■ TEXTO FORNECIDO ■

_ _ _

Em causa, pois, a circunstância de pré-existir uma ação em que se reclama o reconhecimento da licitude da resolução contratual com fundamento em justa causa decorrente da prática de atos de assédio moral e respetivas consequências patrimoniais (onde não está em causa indemnização por danos morais.
Entendeu o Tribunal recorrido que em tal ação deveria ter sido formulado o pedido que ora decorre deste Proc.º 3690/24.5T8FNC.
Sem razão!
Efetivamente já vigorou no âmbito do processo laboral o princípio da preclusão sustentado pelo Tribunal recorrido.
No CPT/1981 tal princípio estava consagrado no Artº 30º, decorrendo dele a necessidade de o autor cumular na petição inicial todos os pedidos que, até à data da propositura da ação, pudesse deduzir contra o réu, desde que, não só o tribunal fosse materialmente competente, como também que lhes correspondesse a mesma espécie processual.
Contudo, tal princípio foi abandonado a partir da entrada em vigor do CPT/2000, o que resulta bem explícito no preâmbulo deste diploma, aprovado pelo DL 480/99 de 9/11.

_ _ _

■ REGISTOS ■
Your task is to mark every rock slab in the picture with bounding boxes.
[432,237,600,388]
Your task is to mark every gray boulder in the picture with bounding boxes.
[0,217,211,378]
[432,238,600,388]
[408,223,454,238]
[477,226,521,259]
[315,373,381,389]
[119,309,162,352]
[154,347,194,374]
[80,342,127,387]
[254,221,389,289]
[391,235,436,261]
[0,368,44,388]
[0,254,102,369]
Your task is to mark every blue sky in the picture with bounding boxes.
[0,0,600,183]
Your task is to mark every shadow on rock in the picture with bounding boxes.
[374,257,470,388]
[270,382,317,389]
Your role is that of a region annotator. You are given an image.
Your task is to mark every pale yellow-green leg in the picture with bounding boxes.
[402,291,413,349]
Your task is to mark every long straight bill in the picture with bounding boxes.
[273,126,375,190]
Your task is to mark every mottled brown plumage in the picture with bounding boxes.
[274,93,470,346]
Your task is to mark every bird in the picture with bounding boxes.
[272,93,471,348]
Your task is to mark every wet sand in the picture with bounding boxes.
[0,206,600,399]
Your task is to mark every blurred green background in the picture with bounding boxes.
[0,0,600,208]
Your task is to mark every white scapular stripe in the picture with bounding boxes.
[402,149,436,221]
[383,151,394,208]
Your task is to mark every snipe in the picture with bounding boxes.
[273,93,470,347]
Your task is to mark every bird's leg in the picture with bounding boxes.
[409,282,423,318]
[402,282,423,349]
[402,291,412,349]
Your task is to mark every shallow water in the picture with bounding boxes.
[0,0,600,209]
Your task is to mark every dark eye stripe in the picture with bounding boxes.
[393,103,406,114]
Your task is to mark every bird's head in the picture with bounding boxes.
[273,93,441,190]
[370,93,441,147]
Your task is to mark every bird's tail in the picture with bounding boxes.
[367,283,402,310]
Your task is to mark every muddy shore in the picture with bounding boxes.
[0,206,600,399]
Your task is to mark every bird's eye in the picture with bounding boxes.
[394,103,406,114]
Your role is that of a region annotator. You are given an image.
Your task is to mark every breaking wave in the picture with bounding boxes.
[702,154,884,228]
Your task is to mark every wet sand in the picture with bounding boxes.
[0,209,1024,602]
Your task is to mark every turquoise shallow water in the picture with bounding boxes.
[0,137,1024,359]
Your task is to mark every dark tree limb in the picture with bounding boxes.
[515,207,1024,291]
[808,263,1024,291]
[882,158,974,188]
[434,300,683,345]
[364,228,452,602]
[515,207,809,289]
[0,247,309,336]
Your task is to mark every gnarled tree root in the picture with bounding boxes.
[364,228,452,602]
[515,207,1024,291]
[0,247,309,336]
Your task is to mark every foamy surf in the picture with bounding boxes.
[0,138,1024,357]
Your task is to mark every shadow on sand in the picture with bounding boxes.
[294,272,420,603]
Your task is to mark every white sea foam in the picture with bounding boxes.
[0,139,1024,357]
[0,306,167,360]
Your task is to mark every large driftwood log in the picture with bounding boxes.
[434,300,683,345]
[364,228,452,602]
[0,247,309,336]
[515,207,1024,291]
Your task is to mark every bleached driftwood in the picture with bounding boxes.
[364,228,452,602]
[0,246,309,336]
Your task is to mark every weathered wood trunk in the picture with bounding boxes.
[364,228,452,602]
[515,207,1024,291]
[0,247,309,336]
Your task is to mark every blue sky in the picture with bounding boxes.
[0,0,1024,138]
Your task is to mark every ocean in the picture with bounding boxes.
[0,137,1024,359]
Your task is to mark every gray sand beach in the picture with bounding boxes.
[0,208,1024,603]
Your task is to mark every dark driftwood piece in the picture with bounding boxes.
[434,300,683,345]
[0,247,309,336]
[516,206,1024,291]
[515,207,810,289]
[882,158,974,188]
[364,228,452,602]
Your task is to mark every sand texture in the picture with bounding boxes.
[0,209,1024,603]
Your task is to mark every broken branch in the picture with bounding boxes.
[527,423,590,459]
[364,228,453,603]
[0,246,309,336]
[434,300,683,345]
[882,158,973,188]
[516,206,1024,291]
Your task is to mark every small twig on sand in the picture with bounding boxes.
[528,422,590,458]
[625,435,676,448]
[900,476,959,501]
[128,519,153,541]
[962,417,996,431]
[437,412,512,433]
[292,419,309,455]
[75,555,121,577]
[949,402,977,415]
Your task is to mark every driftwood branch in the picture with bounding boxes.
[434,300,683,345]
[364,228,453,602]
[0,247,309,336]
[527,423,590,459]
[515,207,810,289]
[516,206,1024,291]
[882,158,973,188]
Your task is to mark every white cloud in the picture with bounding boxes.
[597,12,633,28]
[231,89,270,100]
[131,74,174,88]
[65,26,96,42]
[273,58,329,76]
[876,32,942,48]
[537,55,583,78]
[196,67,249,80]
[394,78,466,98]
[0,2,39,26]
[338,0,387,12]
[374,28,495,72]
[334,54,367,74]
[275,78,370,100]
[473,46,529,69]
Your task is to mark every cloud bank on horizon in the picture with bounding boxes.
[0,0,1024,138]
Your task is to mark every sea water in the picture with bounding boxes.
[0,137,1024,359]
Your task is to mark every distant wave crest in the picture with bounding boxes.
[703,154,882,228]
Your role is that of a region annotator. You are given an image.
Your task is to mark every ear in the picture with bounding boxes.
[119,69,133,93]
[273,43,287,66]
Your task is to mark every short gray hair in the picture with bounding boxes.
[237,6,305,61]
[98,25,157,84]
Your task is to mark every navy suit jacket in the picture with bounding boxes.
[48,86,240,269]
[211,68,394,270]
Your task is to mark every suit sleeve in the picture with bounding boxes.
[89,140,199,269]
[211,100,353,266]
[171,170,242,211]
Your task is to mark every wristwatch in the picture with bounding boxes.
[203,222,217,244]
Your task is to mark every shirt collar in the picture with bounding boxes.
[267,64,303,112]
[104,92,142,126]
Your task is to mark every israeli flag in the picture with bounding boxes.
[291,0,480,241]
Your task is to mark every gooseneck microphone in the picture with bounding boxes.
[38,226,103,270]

_ _ _

■ INSTRUÇÕES DA TAREFA ■
Dê continuidade ao texto sobre o princípio da preclusão no processo laboral, começando imediatamente após a última frase apresentada.

■ RESPOSTA ■
Tal como transcrito pelo Ministério Público no seu parecer consignou-se ali que «Inovação de largo alcance é a supressão do princípio da obrigatoriedade de cumulação inicial dos pedidos, consagrado no Código de 1981. Este princípio vinha sendo justificado com base no entendimento de que representava garantia de pacificação social. Todavia, não sendo sequer inequívoco tal valor garantístico do princípio, ponderou-se que não deveria sobrepor-se a outros valores em equação, nomeadamente a natureza irrenunciável de alguns direitos dos trabalhadores e cuja efetivação poderia ficar inviabilizada por um simples lapso, muitas vezes nem sequer do próprio titular, e isto sem esquecer a situação de subordinação dos trabalhadores que, podendo não se sentir inibidos em agir relativamente a aspetos fundamentais do seu estatuto laboral (como seja a categoria profissional), certamente poderiam sentir como fator de constrangimento o imperativo legal em alargar um eventual litígio a outros aspetos menos determinantes daquele mesmo estatuto. Por outro lado, a experiência revela que nas situações de verdadeira rutura contratual o trabalhador, confrontado com a necessidade de recorrer a juízo, se determina a optar por fazer valer numa única e mesma ação todos os direitos de que julga ser titular, independentemente de assim resultar de obrigação legal, mas como via para obter a resolução global e unitária de todas as questões emergentes. De outro modo, eliminando-se a cumulação obrigatória de pedidos, abre-se a porta a que qualquer trabalhador possa provocar uma mais imediata definição de situações fundamentais na relação jurídico-laboral, de forma a ficar estabelecida a sua legalidade ou ilegalidade, com eventual vantagem para o próprio empregador e sem receio, da parte do trabalhador, da preclusão de, mais tarde, em nova via de ação, fazer valer os demais direitos resultantes de tal relação.»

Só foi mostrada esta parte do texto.